#### Work instructions
• a. In the Puerto Rico primary news story, rewrite the passage that begins at the words "Puerto Rico Schedules" and stops after "Commission, Juan E. Dávila-Rivera.", putting "head" in place of "chairman".
• b. According to the Puerto Rico primary news story, on what date had Puerto Rico first scheduled its Democratic primary?
• c. Take the Puerto Rico primary news story further, starting after its last sentence.

(Text section)

Monday, May 29, 2023

Puerto Rico Schedules Presidential Democratic Primary for July 12

By on May 22, 2020

After failed New York attempt to cancel its own, party official says

SAN JUAN – The chairman of the Democratic Party of Puerto Rico, Charles Rodríguez, announced that the Democratic Presidential Primary will be held in Puerto Rico on July 12.

Rodríguez made the announcement after meeting with the president of the Puerto Rico State Elections Commission, Juan E. Dávila-Rivera.

Although Puerto Rico cannot vote in the presidential elections, it does hold presidential primaries. The island has more delegates, 58, than 30 states and territories.

Puerto Rico had originally scheduled its Democratic primary for March 29, but the legislature postponed it until April 26 in response to concerns over the COVID-19 outbreak. After the government announced an extension of the lockdown and curfew beyond April 26, the primary was postponed for a second time. 

“The scheduled new date of July 12 was selected pursuant to the legislation that allows Rodríguez and the President of the [Elections Commission] to choose an alternate date if the COVID-19 emergency situation continued beyond the original April 26 date,” according to the news release. 

After Sen. Bernie Sanders suspended his campaign and endorsed former Vice President Joe Biden to be the Democratic presidential nominee, “Rodriguez made it clear that he preferred to avoid the primary and save much needed public funds to deal with the COVID-19 emergency and budgetary constraints, and instead adopt an alternate method for selecting delegates,” the release reads.

However, the party says Sanders insisted on participating in the primaries in Puerto Rico and other states to accumulate delegates he believes will enable him to advance his platform proposals at the Democratic National Convention.

(End Text section)
(Extracted information)

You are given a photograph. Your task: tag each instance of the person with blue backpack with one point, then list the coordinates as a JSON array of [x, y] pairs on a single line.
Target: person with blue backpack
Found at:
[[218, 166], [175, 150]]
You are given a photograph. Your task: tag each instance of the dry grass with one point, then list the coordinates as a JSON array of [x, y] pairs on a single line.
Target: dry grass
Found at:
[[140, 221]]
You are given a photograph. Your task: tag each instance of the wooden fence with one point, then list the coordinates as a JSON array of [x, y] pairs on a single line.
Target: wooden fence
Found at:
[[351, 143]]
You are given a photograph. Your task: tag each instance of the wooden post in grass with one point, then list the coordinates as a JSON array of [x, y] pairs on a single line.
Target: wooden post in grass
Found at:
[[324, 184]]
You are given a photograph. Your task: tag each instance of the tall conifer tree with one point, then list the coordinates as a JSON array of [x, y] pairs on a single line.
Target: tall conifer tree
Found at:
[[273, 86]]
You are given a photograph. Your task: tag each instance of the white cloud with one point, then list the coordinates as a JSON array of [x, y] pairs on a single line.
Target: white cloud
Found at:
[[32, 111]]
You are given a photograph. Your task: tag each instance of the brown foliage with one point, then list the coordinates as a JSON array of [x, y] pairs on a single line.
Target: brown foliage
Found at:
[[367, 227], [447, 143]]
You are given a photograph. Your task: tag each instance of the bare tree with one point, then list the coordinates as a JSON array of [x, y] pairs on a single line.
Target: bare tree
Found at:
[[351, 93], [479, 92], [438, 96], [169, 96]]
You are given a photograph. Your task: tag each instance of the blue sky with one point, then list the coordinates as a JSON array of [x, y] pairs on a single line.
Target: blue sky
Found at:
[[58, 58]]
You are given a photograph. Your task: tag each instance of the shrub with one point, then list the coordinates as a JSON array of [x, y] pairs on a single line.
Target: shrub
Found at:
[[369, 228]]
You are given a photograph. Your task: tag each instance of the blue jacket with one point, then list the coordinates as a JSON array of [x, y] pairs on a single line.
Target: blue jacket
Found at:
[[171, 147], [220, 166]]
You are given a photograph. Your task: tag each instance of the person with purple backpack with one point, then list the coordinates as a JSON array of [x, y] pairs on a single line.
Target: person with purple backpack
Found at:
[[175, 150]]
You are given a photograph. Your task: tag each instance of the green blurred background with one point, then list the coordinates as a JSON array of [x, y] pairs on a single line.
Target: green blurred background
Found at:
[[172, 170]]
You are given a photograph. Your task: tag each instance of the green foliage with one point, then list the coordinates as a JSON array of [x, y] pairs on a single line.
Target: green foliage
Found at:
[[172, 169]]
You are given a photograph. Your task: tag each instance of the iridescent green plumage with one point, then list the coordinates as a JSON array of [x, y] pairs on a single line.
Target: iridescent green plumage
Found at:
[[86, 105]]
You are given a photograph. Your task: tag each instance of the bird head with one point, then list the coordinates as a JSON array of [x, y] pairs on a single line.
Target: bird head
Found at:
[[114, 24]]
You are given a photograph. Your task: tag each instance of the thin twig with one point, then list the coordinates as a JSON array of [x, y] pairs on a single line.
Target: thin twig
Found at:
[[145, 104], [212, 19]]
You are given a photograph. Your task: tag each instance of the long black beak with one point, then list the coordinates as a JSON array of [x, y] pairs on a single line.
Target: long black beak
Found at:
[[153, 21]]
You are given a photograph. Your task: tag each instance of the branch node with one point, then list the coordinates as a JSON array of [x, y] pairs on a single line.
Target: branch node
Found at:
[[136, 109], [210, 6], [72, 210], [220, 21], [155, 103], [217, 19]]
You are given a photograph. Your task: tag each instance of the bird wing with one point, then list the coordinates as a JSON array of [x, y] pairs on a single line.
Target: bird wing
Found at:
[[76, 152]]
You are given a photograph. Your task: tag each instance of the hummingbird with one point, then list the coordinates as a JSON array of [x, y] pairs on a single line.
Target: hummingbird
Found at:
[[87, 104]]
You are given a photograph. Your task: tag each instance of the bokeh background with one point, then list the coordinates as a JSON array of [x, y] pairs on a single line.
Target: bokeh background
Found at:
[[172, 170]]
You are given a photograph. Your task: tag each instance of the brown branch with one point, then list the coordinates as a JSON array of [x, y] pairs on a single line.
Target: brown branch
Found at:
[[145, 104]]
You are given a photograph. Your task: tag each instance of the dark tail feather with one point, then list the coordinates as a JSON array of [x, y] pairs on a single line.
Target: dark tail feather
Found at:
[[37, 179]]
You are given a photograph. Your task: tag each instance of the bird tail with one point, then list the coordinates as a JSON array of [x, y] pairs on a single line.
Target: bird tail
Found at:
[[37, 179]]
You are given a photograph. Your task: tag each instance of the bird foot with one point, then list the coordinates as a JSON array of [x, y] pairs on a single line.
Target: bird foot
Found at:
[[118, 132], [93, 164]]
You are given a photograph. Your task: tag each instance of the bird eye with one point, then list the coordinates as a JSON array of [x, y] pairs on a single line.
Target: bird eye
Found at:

(End Extracted information)

#### Written responses
• a.
Puerto Rico Schedules Presidential Democratic Primary for July 12

By on May 22, 2020

After failed New York attempt to cancel its own, party official says

SAN JUAN – The head of the Democratic Party of Puerto Rico, Charles Rodríguez, announced that the Democratic Presidential Primary will be held in Puerto Rico on July 12.

Rodríguez made the announcement after meeting with the president of the Puerto Rico State Elections Commission, Juan E. Dávila-Rivera.

• b. March 29

• c.
“The New York state election board canceled the Democratic primary alleging that, with only one candidate active remaining in the race, there was no need for a primary. This decision was challenged in federal court and the court ordered the primary to be held as scheduled,” the release says, adding that in light of that “precedent, Rodriguez stated ‘we have no alternative but to comply with the law and schedule the primary.'”

The two ballots approved Feb. 8 with eight candidates remains unchanged. Each voter will receive two ballots: a presidential preference ballot and a district delegate selection ballot.

The DNC has stated that, under the rules governing the selection of delegates to the Democratic National Convention, any candidate who appears on the district level delegate ballot that obtains 15 percent or more of the votes will have the right to elect delegates.    

“Regardless of whether any of the eight Democratic presidential candidates has withdrawn, if that candidate receives 15 percent or more of the votes on the district delegate selection ballot, the vote is valid, and they may elect delegates at the district level,” the release says.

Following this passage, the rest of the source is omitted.